§ What is needed: Rewrite every item below in full, keeping each request unchanged, and shift every coordinate in the answers by adding 78 to it.

§ Record list:
——
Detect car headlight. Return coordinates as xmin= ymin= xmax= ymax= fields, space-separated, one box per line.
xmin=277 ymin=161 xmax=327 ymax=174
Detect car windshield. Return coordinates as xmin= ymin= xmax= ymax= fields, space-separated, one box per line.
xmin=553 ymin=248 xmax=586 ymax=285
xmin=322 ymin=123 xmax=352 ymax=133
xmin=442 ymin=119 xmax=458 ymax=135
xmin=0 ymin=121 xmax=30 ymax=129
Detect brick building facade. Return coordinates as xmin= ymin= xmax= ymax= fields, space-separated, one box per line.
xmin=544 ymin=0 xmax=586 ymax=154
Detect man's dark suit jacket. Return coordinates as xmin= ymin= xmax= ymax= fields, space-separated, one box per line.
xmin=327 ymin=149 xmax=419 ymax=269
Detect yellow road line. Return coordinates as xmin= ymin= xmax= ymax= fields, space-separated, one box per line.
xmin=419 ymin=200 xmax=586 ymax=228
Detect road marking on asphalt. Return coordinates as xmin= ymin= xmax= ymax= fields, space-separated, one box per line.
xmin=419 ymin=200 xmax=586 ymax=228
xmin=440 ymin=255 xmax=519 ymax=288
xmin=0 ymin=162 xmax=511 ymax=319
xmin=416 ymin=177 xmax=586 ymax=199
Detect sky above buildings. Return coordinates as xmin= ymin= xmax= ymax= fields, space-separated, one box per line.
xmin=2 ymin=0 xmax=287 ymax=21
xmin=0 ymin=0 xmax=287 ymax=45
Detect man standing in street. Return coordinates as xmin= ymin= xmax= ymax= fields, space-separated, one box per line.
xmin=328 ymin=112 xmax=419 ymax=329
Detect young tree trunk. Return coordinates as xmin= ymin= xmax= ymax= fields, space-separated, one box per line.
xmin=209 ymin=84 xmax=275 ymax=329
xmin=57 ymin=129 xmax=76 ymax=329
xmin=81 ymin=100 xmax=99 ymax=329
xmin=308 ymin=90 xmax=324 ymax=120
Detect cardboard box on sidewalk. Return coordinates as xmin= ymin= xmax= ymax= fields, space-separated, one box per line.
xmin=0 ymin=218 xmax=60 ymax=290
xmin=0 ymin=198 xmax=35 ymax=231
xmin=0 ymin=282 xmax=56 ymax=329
——
§ Answer to the exercise:
Detect car headlight. Return coordinates as xmin= ymin= xmax= ymax= fields, space-separated, one box per line.
xmin=355 ymin=239 xmax=405 ymax=252
Detect car windshield. Return coordinates as xmin= ymin= xmax= ymax= fields, space-separated, one box per line.
xmin=631 ymin=326 xmax=664 ymax=363
xmin=400 ymin=201 xmax=430 ymax=211
xmin=520 ymin=197 xmax=536 ymax=213
xmin=78 ymin=199 xmax=108 ymax=207
Detect brick building facade. Return coordinates as xmin= ymin= xmax= ymax= fields, space-separated, one box per line.
xmin=622 ymin=78 xmax=664 ymax=232
Detect man's dark suit jacket. Return coordinates as xmin= ymin= xmax= ymax= fields, space-separated, one box per line.
xmin=405 ymin=227 xmax=497 ymax=347
Detect yellow road line. Return coordinates as xmin= ymin= xmax= ymax= fields, space-separated, one box per line.
xmin=497 ymin=278 xmax=664 ymax=306
Detect road marking on asphalt. Return coordinates as xmin= ymin= xmax= ymax= fields, space-separated, one box per line.
xmin=497 ymin=278 xmax=664 ymax=306
xmin=518 ymin=333 xmax=597 ymax=366
xmin=78 ymin=240 xmax=589 ymax=397
xmin=494 ymin=255 xmax=664 ymax=277
Detect sky above buildings. Return coordinates as xmin= ymin= xmax= ymax= fields, space-separated, one box per line.
xmin=80 ymin=78 xmax=365 ymax=99
xmin=78 ymin=78 xmax=365 ymax=123
Detect man standing in street. Return coordinates as xmin= ymin= xmax= ymax= fields, space-separated, one box per line.
xmin=406 ymin=190 xmax=497 ymax=407
Detect young tree trunk. Return coordinates as xmin= ymin= xmax= ymax= fields, space-separated, one box per line.
xmin=287 ymin=162 xmax=353 ymax=407
xmin=135 ymin=207 xmax=154 ymax=407
xmin=159 ymin=178 xmax=177 ymax=407
xmin=386 ymin=168 xmax=402 ymax=198
Detect cardboard box on sidewalk. Return coordinates as xmin= ymin= xmax= ymax= fields, space-separated, one box per line.
xmin=78 ymin=296 xmax=138 ymax=368
xmin=78 ymin=276 xmax=113 ymax=309
xmin=78 ymin=360 xmax=134 ymax=407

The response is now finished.